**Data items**
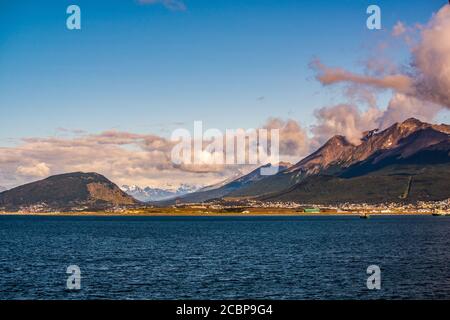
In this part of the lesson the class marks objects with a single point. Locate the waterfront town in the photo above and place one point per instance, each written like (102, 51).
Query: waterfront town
(252, 207)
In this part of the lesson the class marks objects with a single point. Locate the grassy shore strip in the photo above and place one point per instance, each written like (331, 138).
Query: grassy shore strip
(210, 214)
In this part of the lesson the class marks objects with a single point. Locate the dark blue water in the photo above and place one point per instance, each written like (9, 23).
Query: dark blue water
(224, 257)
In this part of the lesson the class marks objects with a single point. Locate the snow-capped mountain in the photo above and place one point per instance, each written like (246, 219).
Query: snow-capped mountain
(157, 194)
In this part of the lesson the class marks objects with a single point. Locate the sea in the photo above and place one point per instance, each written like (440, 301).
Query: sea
(258, 257)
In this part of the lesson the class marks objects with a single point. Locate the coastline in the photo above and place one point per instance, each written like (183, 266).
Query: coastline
(218, 214)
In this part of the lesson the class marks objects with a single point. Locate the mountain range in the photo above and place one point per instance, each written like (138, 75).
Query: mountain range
(407, 162)
(67, 192)
(148, 194)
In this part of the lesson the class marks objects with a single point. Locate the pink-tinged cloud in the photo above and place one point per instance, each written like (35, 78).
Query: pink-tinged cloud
(176, 5)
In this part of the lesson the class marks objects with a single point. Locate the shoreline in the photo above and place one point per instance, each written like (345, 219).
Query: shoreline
(219, 214)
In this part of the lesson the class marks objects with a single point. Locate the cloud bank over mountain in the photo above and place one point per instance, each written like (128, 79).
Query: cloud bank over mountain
(419, 90)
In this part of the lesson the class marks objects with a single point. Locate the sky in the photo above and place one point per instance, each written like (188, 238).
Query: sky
(144, 68)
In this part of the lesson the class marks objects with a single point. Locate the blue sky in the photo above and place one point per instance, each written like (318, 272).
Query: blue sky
(147, 69)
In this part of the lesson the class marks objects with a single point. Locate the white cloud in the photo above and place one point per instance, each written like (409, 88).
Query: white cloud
(39, 170)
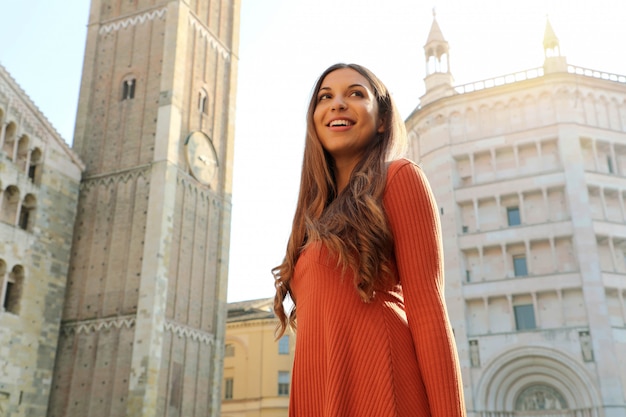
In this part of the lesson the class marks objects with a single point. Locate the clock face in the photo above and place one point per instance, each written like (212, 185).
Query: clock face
(201, 157)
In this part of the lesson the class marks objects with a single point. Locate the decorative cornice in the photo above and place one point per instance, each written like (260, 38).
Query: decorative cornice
(111, 178)
(97, 325)
(186, 332)
(208, 36)
(132, 21)
(100, 325)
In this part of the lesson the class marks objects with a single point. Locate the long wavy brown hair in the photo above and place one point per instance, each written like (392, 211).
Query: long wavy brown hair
(351, 223)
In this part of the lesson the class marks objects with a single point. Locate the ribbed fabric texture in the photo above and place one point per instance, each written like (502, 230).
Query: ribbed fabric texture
(394, 356)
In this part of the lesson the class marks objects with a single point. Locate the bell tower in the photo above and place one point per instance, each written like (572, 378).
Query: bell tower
(438, 80)
(143, 321)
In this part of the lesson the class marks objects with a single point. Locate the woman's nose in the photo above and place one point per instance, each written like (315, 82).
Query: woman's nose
(338, 103)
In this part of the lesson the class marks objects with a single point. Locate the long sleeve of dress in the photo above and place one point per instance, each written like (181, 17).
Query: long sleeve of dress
(413, 217)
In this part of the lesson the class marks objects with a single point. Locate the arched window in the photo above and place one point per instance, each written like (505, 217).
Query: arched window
(34, 168)
(128, 88)
(10, 204)
(27, 212)
(9, 140)
(203, 101)
(12, 290)
(22, 152)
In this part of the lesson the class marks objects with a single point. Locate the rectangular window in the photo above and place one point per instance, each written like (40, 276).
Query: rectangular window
(524, 317)
(519, 266)
(283, 345)
(229, 350)
(283, 383)
(228, 388)
(128, 89)
(512, 214)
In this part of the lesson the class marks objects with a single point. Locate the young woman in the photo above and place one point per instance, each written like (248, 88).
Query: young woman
(364, 266)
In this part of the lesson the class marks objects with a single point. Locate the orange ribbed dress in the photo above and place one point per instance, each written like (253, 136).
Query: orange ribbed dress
(394, 356)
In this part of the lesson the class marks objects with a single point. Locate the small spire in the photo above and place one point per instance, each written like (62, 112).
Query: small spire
(550, 41)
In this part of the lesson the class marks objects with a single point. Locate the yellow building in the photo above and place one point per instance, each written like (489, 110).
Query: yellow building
(257, 368)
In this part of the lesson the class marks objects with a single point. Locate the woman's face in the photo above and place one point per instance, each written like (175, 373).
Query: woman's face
(346, 114)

**Action item**
Exact copies of the line containing "like (62, 112)." and of every line after it through the end of the entries are all that should be output.

**Exercise answer**
In this part of the lesson the class marks objects with a single point. Locate the small spire in the photo above and place one point per instance, each written like (62, 112).
Query: small spire
(550, 41)
In this part of the lesson the class marks objects with a single point. Locate the yellow building in the photo above and place one point per instance, each written like (489, 110).
Query: yellow building
(257, 368)
In this part of the lesson the class marks objects with a single point. Locate the woman's face in the photo above and place one point per instance, each written like (175, 373).
Query: woman's face
(346, 114)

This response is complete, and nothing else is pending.